**Questions on the material:**
[1] From the article on surgical safety below, list each checklist time that the WHO guidelines required the operating team to observe.
[2] Using the article on surgical safety below, decide whether each statement agrees with it: (a) the study was carried out in eight hospitals; (b) the baseline observation period lasted six months; (c) the WHO guidelines were published in 2009. Answer yes or no for each, quoting the deciding words.
== Text
By Pierre Hoffmeyer, EFORT Vice President.
In January 2009, the New England Journal of Medicine published a special article describing a study taking place in eight hospitals in eight different cities, spanning the five continents, and representing a variety of socio-economic circumstances.
1. All the complications occurring within 30 days of surgery in these hospitals were monitored. A three-month observation period established a baseline. Simple, safety-oriented guidelines published in 2008 by the World Health Organization (WHO) to ensure the safety of surgical patients worldwide were then introduced. This was followed by a second observation period.
2. The guidelines targeted operating theatre personnel and involved systematic compliance with checklists at “sign-in”, “time-out” and “sign-out” times. In essence, this simply meant that patient identity, the site of surgery and type of procedure were clearly and unequivocally identified by all members of the operating team, be they doctors, nurses or ancillary staff. The “time-out” procedure ensured clearly identified patients, procedures and surgery sites by all team members just before skin incision.
====
== Entries supplied
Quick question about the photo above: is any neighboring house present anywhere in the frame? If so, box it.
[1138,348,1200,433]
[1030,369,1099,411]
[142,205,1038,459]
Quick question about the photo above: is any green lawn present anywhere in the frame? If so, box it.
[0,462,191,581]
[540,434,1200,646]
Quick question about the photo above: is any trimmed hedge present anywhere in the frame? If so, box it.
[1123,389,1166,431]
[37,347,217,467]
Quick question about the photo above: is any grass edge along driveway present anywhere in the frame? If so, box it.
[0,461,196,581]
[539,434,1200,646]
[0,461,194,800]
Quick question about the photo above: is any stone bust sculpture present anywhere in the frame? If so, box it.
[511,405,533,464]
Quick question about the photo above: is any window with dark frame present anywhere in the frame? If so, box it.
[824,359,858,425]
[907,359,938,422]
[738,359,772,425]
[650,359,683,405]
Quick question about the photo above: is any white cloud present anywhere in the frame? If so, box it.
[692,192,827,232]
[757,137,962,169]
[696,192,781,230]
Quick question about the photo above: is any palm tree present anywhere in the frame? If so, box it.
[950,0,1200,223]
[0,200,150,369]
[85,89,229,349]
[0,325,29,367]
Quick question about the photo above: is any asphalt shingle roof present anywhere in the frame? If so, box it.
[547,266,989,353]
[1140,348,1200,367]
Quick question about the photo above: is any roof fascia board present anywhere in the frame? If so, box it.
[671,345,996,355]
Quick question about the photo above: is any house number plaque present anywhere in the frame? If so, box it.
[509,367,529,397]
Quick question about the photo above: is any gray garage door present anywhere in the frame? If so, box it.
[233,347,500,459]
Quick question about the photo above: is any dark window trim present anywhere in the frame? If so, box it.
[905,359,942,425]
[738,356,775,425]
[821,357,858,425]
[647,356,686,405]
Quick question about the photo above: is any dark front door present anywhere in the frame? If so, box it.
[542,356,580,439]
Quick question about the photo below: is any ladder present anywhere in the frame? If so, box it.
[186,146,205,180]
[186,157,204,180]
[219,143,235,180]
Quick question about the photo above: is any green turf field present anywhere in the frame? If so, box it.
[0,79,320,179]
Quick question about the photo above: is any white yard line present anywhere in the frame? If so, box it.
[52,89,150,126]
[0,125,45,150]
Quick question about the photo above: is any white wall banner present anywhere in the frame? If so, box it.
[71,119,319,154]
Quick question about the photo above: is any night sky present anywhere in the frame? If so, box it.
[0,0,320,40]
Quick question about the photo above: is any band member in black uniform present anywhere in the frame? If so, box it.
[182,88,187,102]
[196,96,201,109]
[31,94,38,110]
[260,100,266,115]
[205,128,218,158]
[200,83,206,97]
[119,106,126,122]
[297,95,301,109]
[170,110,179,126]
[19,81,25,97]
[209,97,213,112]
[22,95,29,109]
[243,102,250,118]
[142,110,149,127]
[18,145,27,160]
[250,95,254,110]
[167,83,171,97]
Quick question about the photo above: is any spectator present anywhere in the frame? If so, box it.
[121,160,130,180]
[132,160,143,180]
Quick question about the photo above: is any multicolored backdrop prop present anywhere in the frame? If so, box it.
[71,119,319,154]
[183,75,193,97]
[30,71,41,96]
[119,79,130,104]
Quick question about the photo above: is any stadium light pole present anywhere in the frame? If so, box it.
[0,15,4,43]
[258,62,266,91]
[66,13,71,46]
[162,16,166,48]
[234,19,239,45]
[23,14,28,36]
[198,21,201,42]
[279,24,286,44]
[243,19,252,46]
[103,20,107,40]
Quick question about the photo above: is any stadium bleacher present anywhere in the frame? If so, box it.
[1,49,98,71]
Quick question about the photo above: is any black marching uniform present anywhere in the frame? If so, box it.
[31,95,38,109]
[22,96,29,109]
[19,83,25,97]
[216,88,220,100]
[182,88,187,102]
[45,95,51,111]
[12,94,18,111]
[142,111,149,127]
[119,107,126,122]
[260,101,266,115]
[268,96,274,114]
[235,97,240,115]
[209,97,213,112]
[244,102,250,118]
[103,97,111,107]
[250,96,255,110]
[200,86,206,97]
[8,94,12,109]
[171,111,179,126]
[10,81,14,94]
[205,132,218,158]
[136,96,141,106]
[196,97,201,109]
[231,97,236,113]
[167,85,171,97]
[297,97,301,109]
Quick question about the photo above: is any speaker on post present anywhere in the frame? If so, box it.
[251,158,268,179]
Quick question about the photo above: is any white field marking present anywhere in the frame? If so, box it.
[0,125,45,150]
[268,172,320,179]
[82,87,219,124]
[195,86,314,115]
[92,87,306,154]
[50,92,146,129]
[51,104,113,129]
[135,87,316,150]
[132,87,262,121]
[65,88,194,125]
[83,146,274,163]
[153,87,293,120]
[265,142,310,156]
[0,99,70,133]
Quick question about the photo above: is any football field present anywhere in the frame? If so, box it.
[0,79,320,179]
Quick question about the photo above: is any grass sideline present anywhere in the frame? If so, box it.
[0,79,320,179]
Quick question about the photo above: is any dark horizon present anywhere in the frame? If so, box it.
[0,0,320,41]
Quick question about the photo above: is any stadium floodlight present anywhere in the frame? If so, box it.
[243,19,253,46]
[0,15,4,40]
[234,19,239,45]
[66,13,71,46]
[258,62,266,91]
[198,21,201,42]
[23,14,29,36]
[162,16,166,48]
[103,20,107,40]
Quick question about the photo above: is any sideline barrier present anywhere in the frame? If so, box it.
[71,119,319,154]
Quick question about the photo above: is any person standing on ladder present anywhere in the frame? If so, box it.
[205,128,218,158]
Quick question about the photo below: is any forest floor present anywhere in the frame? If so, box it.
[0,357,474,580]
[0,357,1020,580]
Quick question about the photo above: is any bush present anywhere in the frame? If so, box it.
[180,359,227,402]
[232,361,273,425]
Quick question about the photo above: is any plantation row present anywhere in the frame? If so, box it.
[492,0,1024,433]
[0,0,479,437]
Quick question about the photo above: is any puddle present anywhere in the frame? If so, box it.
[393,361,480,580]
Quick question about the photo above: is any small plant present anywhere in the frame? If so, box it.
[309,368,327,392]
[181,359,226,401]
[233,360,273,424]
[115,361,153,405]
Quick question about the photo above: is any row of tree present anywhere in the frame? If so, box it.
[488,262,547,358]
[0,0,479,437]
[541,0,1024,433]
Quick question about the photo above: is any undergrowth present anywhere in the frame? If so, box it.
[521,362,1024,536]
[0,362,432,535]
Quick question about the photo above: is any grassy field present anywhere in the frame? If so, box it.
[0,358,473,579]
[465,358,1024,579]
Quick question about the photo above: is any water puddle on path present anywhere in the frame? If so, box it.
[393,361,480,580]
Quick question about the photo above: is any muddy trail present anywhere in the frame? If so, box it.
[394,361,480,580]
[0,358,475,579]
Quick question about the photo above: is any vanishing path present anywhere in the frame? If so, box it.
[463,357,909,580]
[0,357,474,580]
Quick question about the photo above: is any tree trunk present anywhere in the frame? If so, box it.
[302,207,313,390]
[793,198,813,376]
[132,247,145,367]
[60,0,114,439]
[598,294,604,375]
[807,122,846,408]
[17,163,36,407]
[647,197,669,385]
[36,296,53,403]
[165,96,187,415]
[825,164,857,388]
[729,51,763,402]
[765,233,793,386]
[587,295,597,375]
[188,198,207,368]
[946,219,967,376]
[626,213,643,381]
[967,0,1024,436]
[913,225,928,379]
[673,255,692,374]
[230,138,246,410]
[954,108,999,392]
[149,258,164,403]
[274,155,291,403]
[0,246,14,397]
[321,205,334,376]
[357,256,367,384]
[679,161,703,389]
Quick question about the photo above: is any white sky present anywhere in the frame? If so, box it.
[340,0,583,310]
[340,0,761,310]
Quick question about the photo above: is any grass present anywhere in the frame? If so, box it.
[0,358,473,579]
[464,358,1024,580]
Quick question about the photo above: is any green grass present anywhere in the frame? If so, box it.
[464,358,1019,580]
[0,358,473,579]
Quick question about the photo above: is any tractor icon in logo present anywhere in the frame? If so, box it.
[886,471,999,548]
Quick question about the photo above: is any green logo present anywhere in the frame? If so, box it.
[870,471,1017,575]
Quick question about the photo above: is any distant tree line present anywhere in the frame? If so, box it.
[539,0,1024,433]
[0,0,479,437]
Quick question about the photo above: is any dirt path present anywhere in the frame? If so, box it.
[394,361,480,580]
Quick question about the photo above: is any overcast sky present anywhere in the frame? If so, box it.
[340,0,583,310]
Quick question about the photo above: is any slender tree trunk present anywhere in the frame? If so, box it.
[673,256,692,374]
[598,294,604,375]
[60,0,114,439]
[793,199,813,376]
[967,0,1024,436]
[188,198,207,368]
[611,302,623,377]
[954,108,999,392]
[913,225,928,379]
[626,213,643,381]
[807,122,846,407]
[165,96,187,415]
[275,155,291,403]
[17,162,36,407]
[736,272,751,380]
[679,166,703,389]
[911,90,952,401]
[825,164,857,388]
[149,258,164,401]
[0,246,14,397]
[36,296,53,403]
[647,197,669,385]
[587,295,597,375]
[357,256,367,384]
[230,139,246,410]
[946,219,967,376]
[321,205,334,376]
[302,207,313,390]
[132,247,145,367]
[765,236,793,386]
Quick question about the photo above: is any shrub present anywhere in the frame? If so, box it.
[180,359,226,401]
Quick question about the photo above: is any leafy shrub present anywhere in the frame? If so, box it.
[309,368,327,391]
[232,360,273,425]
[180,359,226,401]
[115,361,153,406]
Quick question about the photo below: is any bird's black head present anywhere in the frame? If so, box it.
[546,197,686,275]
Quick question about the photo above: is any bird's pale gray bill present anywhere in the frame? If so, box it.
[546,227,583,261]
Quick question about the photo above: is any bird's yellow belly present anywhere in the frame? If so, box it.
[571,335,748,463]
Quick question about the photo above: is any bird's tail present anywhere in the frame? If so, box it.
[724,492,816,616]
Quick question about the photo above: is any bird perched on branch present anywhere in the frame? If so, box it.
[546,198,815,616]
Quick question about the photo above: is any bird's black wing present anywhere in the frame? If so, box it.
====
**Results of the tasks:**
[1] "sign-in", "time-out", "sign-out"

[2]
(a) Yes: "a study taking place in eight hospitals in eight different cities"
(b) No: "A three-month observation period established a baseline."
(c) No: "published in 2008 by the World Health Organization (WHO)"